Document extract ▸
▶
That night before bed, I read a New York Times article about a new symptom people are reporting: a loss of taste and smell.
March 20th-22nd: The days blur together. My roommates and I continue to be fever-free. When I am not sleeping, I lay awake on my heating pad attempting to soothe my aches and cough. I take peace in knowing I should receive my test results any day. I am frustrated by friends and family who insist young people do not “get that sick”, that I must be “overreacting.” I step on a scale before bed to see that I have lost 7 lbs. since becoming ill.
March 23rd: For the first time in days, I can sleep comfortably through the night. My body aches finally begin to ease, giving me slight relief. I am grateful that my energy and appetite have returned, however my sense of taste and smell have not. I am still coughing throughout the day, while having mild chest pain, however I am certain I am almost near full recovery. My roommates have luckily remained healthy and fever-free.
March 24th: It has now been one week since we were tested and have not received results. I am extremely fortunate to finally consider myself symptom free, however my anxiety remains. I fear spreading it to others and am desperate to hear back regarding my status. I think about those who are still sick and awaiting results, and the fear they must feel as well.
I call the drive through testing site, and the staff informs me the labs are backed up. Results are now taking 6-10 business days. They refer me to the CDC website to see the protocol on recovery. 72 hours symptom free and 7 days from first symptom are required to end home isolation. Even though I have not received my test results yet, I decide to follow this guideline as a precaution. My roommates continue to home isolate.
March 27th: It has been two weeks since we returned from Spain. I am over 72 hours symptom free and finally feel comfortable leaving the house to take a walk and go to the grocery store wearing a mask. I have a newfound appreciation for being able to comfortably breath while taking a stroll outdoors.
◀
Task list ▸
**a.** In the illness diary, rewrite the passage starting at "I call the drive" and ending at "to home isolate.", switching "labs" to "laboratories".
**b.** List every date label that opens an entry in the illness diary.

Dataset content ▸
▶
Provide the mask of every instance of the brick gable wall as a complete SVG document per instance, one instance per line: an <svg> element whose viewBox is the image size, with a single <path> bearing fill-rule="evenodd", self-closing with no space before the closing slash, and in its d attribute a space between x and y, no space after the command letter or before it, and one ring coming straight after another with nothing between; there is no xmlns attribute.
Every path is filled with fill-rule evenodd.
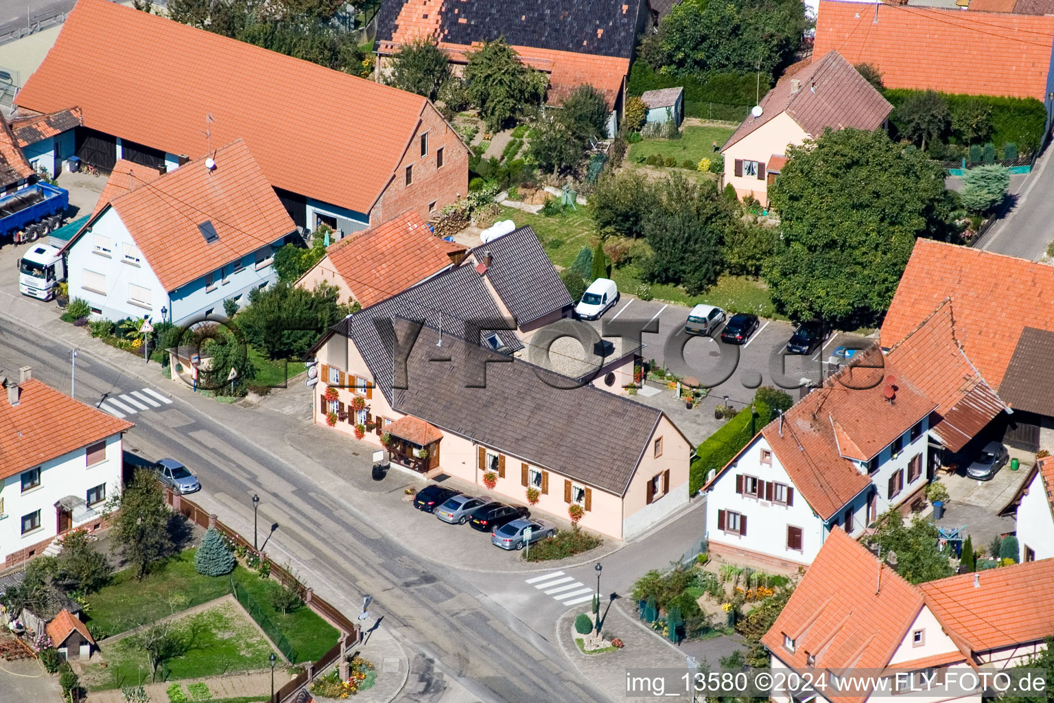
<svg viewBox="0 0 1054 703"><path fill-rule="evenodd" d="M428 154L421 155L421 135L428 134ZM443 149L443 168L435 155ZM431 202L438 210L468 193L468 148L432 104L422 114L421 123L399 161L392 181L370 213L375 227L409 209L428 219ZM406 168L413 167L413 182L406 184Z"/></svg>

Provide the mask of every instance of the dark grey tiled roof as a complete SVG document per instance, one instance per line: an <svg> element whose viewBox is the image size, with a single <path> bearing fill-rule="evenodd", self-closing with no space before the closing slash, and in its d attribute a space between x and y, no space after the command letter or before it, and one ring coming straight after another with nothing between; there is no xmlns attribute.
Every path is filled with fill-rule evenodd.
<svg viewBox="0 0 1054 703"><path fill-rule="evenodd" d="M487 279L521 327L554 310L574 305L530 227L521 227L481 245L472 250L472 254L480 261L488 251L490 266L487 268Z"/></svg>
<svg viewBox="0 0 1054 703"><path fill-rule="evenodd" d="M1014 410L1054 415L1054 332L1027 327L999 384L999 397Z"/></svg>
<svg viewBox="0 0 1054 703"><path fill-rule="evenodd" d="M432 12L441 17L441 41L471 44L505 37L513 45L628 59L644 1L443 0ZM392 38L406 2L384 0L377 16L377 41ZM625 12L623 5L628 5Z"/></svg>
<svg viewBox="0 0 1054 703"><path fill-rule="evenodd" d="M493 296L471 266L457 267L407 289L398 295L370 306L337 323L333 333L350 336L363 354L380 391L391 401L392 346L382 339L374 320L419 319L446 334L465 337L465 321L496 319L502 316ZM509 351L523 345L513 332L499 335ZM319 348L329 337L316 344ZM433 341L434 344L434 341ZM417 341L416 347L422 343ZM415 348L416 348L415 347Z"/></svg>
<svg viewBox="0 0 1054 703"><path fill-rule="evenodd" d="M402 336L408 327L395 324ZM452 362L429 360L437 333L424 328L407 360L407 389L393 407L440 429L535 466L623 495L662 412L512 359L487 364L485 388L466 388L466 343L444 334ZM546 383L548 382L548 383ZM549 486L550 492L563 488Z"/></svg>

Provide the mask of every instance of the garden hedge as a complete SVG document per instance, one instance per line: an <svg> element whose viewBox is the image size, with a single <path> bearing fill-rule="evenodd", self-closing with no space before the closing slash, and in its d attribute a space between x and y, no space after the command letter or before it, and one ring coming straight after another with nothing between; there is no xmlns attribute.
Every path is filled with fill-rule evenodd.
<svg viewBox="0 0 1054 703"><path fill-rule="evenodd" d="M629 71L629 95L645 91L684 86L684 114L688 117L739 121L757 101L758 77L735 71L710 71L689 76L656 73L647 62L638 59ZM761 84L761 94L768 83ZM713 104L711 104L713 103Z"/></svg>
<svg viewBox="0 0 1054 703"><path fill-rule="evenodd" d="M750 422L750 408L743 408L721 429L699 445L688 474L688 494L695 495L696 491L706 483L706 474L709 470L720 471L772 418L773 411L769 407L755 401L753 423Z"/></svg>
<svg viewBox="0 0 1054 703"><path fill-rule="evenodd" d="M912 91L907 89L884 89L882 95L893 105L894 112L890 115L890 121L894 128L898 128L896 109L909 98L922 93L923 91ZM1047 112L1043 103L1035 98L1006 98L990 95L962 95L962 94L940 94L948 102L948 110L954 115L963 110L972 102L980 102L992 111L992 135L989 141L993 142L1001 153L1007 143L1017 144L1022 152L1035 152L1039 149L1039 143L1043 136L1043 125L1047 123ZM961 139L953 133L953 138L957 143Z"/></svg>

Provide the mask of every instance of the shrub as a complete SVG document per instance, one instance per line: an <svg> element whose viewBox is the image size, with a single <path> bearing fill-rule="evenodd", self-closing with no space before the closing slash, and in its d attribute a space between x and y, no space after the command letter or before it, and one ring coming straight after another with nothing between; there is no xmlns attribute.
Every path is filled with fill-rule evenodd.
<svg viewBox="0 0 1054 703"><path fill-rule="evenodd" d="M749 407L743 408L739 414L699 445L688 476L689 495L694 495L706 482L706 474L710 469L720 471L772 419L773 413L768 406L758 401L755 401L754 406L753 416Z"/></svg>
<svg viewBox="0 0 1054 703"><path fill-rule="evenodd" d="M77 319L78 317L87 317L92 314L92 304L84 298L74 298L66 306L65 314L70 315L71 318Z"/></svg>

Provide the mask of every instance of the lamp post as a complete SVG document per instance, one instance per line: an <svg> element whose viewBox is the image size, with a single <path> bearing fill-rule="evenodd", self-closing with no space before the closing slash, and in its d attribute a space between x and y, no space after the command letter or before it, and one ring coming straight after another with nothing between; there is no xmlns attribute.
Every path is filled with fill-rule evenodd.
<svg viewBox="0 0 1054 703"><path fill-rule="evenodd" d="M274 660L276 657L271 652L271 702L274 703Z"/></svg>
<svg viewBox="0 0 1054 703"><path fill-rule="evenodd" d="M256 546L256 508L260 504L260 496L253 493L253 549L258 549Z"/></svg>
<svg viewBox="0 0 1054 703"><path fill-rule="evenodd" d="M597 634L600 634L600 572L604 567L597 564Z"/></svg>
◀
Solved tasks ▸
**a.**
I call the drive through testing site, and the staff informs me the laboratories are backed up. Results are now taking 6-10 business days. They refer me to the CDC website to see the protocol on recovery. 72 hours symptom free and 7 days from first symptom are required to end home isolation. Even though I have not received my test results yet, I decide to follow this guideline as a precaution. My roommates continue to home isolate.

**b.**
- March 20th-22nd
- March 23rd
- March 24th
- March 27th